• Task to complete: Collect every line of the data below that contains the string "handle", and copy each such line in full. Match case exactly.
-- Begin Given data --
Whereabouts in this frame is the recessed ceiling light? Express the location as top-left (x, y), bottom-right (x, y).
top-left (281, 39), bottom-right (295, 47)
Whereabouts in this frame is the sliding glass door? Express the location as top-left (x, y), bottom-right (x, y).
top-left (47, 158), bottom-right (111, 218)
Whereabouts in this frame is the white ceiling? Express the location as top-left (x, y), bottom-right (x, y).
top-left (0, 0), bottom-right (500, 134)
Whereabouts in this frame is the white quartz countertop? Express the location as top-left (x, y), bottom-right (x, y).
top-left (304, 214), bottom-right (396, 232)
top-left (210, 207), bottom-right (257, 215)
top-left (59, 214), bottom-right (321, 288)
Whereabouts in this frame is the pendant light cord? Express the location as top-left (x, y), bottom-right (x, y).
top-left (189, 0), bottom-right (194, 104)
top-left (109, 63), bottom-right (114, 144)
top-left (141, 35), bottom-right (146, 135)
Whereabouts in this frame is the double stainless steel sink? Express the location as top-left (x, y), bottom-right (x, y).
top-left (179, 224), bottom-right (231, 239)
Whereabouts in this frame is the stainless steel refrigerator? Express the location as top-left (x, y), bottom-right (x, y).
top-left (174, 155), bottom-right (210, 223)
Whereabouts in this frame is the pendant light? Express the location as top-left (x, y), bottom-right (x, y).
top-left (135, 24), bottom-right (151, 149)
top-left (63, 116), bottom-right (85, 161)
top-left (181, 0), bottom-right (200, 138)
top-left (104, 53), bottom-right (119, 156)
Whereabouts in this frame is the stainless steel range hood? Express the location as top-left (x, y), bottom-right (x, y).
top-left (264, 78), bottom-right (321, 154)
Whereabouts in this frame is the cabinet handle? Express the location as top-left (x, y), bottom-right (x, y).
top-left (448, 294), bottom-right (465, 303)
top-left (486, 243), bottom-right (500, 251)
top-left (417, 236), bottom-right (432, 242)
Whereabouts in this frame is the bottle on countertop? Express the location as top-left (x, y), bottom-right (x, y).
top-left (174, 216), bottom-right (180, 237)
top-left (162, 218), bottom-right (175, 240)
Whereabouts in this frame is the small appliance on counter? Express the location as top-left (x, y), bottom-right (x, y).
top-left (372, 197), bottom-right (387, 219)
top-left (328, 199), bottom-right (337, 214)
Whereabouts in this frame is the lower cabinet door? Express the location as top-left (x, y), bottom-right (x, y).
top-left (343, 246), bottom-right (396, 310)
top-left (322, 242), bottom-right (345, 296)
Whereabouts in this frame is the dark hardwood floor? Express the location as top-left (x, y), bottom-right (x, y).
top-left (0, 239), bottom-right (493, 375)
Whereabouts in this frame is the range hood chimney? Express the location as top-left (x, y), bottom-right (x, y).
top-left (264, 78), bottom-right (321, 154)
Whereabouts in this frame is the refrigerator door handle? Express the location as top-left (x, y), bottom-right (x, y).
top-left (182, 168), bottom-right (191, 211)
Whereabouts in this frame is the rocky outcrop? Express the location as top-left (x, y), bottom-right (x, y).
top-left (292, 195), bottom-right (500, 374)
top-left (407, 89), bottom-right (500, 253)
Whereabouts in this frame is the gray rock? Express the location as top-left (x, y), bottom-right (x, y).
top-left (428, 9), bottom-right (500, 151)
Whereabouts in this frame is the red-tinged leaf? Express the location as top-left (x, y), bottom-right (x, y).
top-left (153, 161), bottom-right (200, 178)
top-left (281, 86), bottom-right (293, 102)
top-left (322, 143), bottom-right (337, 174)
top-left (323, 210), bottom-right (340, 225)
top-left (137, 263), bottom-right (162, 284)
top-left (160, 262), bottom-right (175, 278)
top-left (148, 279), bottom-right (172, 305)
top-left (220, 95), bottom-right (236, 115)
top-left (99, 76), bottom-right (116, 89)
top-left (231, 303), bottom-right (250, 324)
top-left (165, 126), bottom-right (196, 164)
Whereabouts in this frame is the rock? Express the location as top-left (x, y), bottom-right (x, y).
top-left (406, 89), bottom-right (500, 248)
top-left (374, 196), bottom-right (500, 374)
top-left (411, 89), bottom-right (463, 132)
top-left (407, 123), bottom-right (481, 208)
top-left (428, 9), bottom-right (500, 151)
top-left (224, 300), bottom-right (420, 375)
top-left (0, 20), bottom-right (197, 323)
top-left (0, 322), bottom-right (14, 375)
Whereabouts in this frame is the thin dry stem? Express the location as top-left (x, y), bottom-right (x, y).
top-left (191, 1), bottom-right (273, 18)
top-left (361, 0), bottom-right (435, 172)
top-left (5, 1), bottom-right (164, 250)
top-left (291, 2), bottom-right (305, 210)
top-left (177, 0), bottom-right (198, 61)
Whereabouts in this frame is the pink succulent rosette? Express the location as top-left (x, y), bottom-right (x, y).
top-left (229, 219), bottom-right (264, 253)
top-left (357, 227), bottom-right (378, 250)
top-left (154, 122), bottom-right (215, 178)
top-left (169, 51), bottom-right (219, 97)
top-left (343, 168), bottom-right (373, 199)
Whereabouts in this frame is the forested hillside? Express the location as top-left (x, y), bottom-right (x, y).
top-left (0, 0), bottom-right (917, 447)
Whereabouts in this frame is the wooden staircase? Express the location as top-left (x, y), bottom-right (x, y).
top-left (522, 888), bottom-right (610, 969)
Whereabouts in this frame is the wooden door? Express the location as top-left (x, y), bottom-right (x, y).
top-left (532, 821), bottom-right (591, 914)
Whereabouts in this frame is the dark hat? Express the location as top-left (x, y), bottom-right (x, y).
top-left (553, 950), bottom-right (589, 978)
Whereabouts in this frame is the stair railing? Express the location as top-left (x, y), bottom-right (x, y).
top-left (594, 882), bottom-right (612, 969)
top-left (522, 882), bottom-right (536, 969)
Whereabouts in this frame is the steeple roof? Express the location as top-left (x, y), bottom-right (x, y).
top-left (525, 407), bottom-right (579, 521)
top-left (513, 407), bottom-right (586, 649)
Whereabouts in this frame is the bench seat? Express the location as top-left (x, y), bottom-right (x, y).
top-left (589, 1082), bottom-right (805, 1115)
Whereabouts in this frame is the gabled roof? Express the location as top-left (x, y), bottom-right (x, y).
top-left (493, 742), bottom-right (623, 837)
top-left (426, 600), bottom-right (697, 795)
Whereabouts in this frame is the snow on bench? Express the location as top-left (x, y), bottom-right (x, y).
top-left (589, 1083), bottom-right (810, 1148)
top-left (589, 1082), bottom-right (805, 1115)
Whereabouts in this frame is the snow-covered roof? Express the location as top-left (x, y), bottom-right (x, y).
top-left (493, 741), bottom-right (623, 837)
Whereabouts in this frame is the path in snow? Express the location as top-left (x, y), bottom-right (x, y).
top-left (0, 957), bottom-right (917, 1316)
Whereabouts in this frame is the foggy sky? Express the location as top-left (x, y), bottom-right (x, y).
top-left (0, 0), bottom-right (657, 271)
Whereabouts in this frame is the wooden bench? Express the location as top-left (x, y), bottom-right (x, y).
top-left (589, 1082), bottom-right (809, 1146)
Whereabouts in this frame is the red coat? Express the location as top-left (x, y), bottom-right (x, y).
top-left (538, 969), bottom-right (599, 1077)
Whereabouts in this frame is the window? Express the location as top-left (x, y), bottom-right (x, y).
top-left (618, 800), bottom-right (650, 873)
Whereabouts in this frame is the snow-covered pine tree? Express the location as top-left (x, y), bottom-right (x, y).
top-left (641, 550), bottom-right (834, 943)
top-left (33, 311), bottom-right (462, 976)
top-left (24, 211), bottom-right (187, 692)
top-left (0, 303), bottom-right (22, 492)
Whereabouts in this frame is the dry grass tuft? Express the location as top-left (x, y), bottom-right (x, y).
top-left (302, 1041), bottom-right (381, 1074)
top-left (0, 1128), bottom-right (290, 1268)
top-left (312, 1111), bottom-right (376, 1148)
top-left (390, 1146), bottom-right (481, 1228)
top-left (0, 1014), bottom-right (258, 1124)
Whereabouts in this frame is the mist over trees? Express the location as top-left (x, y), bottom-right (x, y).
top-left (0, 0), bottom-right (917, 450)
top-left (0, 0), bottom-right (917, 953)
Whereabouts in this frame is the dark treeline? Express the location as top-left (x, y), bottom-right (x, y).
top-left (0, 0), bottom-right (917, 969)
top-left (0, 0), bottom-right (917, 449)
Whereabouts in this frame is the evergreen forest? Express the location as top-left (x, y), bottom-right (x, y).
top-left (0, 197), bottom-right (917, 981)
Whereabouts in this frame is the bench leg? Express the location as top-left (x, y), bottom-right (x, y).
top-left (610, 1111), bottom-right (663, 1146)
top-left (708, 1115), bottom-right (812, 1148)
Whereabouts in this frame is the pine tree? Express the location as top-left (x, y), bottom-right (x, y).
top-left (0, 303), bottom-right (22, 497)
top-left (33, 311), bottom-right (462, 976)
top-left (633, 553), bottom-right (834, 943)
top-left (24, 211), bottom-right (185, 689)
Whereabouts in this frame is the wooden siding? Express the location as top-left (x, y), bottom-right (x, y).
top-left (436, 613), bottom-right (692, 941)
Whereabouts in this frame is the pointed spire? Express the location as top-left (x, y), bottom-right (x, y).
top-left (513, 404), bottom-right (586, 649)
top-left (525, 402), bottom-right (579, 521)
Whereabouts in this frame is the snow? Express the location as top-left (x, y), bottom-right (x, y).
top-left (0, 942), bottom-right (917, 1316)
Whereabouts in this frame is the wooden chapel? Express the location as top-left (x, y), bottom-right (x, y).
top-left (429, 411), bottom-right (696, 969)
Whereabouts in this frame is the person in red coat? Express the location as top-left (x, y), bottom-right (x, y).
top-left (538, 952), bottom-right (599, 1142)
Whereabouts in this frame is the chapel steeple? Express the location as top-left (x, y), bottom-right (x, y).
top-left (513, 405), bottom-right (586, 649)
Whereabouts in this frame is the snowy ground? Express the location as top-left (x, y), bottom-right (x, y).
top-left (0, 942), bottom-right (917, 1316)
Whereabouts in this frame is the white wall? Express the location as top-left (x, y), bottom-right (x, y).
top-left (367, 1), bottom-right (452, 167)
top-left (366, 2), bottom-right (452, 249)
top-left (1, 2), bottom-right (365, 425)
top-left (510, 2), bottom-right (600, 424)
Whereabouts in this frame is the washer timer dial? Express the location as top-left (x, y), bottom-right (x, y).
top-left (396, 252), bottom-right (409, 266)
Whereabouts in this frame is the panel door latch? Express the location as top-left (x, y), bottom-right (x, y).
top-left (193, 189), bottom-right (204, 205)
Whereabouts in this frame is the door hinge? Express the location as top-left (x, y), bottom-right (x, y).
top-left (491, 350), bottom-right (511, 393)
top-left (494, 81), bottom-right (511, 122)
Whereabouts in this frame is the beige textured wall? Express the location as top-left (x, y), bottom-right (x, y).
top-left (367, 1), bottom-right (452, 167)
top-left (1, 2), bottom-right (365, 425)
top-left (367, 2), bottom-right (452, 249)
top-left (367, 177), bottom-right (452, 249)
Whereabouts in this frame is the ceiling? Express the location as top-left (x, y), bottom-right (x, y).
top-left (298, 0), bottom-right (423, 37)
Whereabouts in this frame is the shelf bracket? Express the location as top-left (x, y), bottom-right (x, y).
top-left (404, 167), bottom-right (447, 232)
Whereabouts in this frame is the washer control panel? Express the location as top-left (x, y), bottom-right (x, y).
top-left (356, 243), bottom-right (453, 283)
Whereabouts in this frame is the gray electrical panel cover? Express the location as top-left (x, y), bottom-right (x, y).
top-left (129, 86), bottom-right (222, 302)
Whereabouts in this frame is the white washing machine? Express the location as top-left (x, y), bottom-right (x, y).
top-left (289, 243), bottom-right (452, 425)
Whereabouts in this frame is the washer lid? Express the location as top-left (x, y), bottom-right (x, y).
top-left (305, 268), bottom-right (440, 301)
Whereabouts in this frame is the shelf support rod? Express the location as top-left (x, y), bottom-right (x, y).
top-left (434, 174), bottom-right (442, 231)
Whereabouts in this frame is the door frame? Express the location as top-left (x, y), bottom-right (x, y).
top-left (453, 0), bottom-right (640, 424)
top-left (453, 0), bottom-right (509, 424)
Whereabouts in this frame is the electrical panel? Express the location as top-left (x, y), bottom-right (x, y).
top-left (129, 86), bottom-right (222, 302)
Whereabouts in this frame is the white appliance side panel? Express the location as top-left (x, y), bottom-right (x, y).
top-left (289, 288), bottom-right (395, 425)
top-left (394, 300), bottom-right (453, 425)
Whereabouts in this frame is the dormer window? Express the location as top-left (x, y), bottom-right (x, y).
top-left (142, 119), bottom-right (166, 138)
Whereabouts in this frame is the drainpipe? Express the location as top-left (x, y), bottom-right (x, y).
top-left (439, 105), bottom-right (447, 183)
-- End Given data --
• The result:
Whereabouts in this frame is the cabinet handle? Express the location as top-left (x, y), bottom-right (x, y).
Whereabouts in this frame is the refrigerator door handle? Express the location as top-left (x, y), bottom-right (x, y).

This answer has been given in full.